Listed entries:
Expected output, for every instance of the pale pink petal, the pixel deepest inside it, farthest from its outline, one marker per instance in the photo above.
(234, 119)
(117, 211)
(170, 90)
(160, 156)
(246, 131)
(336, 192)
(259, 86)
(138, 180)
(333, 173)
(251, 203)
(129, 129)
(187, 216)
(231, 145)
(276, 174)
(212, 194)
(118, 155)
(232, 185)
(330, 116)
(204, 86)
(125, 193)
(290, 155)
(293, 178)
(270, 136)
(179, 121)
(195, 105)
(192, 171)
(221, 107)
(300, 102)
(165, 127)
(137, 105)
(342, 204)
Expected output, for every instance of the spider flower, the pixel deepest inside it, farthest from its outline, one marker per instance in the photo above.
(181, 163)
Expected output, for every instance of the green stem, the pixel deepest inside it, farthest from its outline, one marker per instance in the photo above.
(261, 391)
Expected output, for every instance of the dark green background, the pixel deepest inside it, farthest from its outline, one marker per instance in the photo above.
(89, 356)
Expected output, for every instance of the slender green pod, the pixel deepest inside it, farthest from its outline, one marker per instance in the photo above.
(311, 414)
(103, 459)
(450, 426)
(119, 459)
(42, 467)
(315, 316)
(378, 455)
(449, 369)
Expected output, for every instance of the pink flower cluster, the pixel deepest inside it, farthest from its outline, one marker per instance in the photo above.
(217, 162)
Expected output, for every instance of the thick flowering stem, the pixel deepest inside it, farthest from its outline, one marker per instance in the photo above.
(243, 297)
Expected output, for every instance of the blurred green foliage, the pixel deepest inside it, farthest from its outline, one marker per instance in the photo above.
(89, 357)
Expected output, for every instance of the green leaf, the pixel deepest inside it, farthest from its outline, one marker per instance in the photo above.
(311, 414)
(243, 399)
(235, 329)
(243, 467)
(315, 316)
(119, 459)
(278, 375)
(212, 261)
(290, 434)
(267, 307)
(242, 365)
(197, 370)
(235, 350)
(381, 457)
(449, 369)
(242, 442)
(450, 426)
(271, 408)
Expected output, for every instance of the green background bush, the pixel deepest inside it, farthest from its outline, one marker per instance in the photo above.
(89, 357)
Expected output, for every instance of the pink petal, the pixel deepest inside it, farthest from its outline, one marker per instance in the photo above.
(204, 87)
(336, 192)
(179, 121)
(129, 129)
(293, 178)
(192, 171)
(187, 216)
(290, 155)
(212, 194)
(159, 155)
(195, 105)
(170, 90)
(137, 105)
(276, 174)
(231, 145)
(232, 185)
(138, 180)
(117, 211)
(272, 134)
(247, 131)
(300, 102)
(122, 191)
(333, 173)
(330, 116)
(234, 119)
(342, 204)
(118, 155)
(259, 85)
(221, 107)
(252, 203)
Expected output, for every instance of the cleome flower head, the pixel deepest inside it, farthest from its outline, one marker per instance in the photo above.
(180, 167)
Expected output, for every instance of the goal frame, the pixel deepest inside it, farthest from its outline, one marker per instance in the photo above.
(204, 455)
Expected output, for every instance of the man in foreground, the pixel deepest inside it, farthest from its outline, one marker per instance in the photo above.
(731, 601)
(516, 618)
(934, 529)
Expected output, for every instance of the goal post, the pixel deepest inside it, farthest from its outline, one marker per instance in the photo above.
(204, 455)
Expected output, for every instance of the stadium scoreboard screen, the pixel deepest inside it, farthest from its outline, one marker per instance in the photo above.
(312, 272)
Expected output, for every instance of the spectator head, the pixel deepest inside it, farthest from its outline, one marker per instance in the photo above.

What to work on: Reproduce all of the records precisely. No word may differ.

Answer for this exercise:
Expected output, for every instance of the pale pink petal, the pixel deepest inside it, farthest from its outline, one marker per instance in the photo above.
(234, 119)
(117, 211)
(170, 90)
(160, 156)
(246, 131)
(336, 192)
(259, 86)
(138, 180)
(333, 173)
(251, 203)
(129, 129)
(187, 216)
(231, 145)
(276, 174)
(212, 194)
(118, 155)
(232, 185)
(330, 116)
(204, 86)
(125, 193)
(290, 155)
(293, 178)
(270, 136)
(179, 121)
(195, 105)
(192, 171)
(221, 107)
(300, 102)
(165, 127)
(137, 105)
(342, 204)
Expected output, for every instance of the spider flower, the pixel deepest inside it, farthest from its outline, one marker per instance in the photo above.
(181, 163)
Expected output, for every instance of the green stem, the pixel deepest inside it, farthest from its outline, one marker per instance in the photo above.
(261, 391)
Expected output, for every instance of the dark green background, the pixel deepest inside it, farthest from its outline, one marker per instance in the photo above.
(89, 356)
Expected output, for every instance of the slender green pod, the pixel deepest inside it, farthest from its outline, one marker per instance in the photo above.
(311, 414)
(103, 459)
(450, 426)
(119, 459)
(42, 467)
(315, 316)
(378, 455)
(449, 369)
Expected output, for every instance of the pink flower cluster, the pixel deepest inside it, farthest from its outline, one marker per instance in the photo above.
(217, 162)
Expected output, for every instance of the thick flowering stem, the pixel deepest inside it, farthest from its outline, one marker per instance in the photo above.
(243, 297)
Expected output, for every instance of the blurred green foliage, the pixel deepest inside it, farthest from its outline, one marker per instance in the photo above.
(89, 357)
Expected output, for every instance of the green leaf, the pixel deepest inside it, farthest from its outline, one marker per instance in the photo above.
(311, 414)
(243, 399)
(235, 329)
(243, 467)
(315, 316)
(119, 459)
(278, 375)
(212, 261)
(290, 434)
(267, 307)
(242, 365)
(197, 370)
(235, 350)
(381, 457)
(449, 369)
(242, 442)
(450, 426)
(271, 408)
Expected output, for every instance of the green background bush, the pixel deepest inside it, farthest from its outline, one marker per instance in the photo above.
(89, 357)
Expected output, for every instance of the pink petal, the pixel deepest inside it, farthest from its outline, one marker per instance in the photo above.
(204, 87)
(336, 192)
(179, 121)
(129, 129)
(293, 178)
(192, 171)
(187, 216)
(290, 155)
(212, 194)
(159, 155)
(195, 105)
(170, 90)
(137, 105)
(276, 174)
(231, 145)
(232, 185)
(138, 180)
(117, 211)
(272, 134)
(247, 131)
(300, 102)
(122, 191)
(333, 173)
(330, 116)
(234, 119)
(342, 204)
(118, 155)
(259, 85)
(221, 107)
(252, 203)
Expected output, for every instance of the cleome flower head, the pixel deepest inside it, farthest from its outline, one marker per instance in the photo above.
(180, 167)
Expected output, for every instance of the goal frame, the pixel deepest inside it, farthest from its outline, one marker per instance in the photo above.
(204, 455)
Expected output, for every instance of the man in foreground, the pixel deepest inside it, farthest from its outline, one marker per instance in the photo above.
(731, 601)
(516, 618)
(934, 529)
Expected output, for every instance of the goal post, the pixel deepest inside it, farthest from its outline, one marker per instance in the photo above.
(204, 455)
Expected output, for every instance of the stadium scoreboard screen, the pixel deepest inside it, farthest from its outline, one marker per instance in the photo above.
(312, 272)
Expected output, for every instance of the spectator head, the pixel deepest inside it, farthest from its outline, one marker per instance in the photo above.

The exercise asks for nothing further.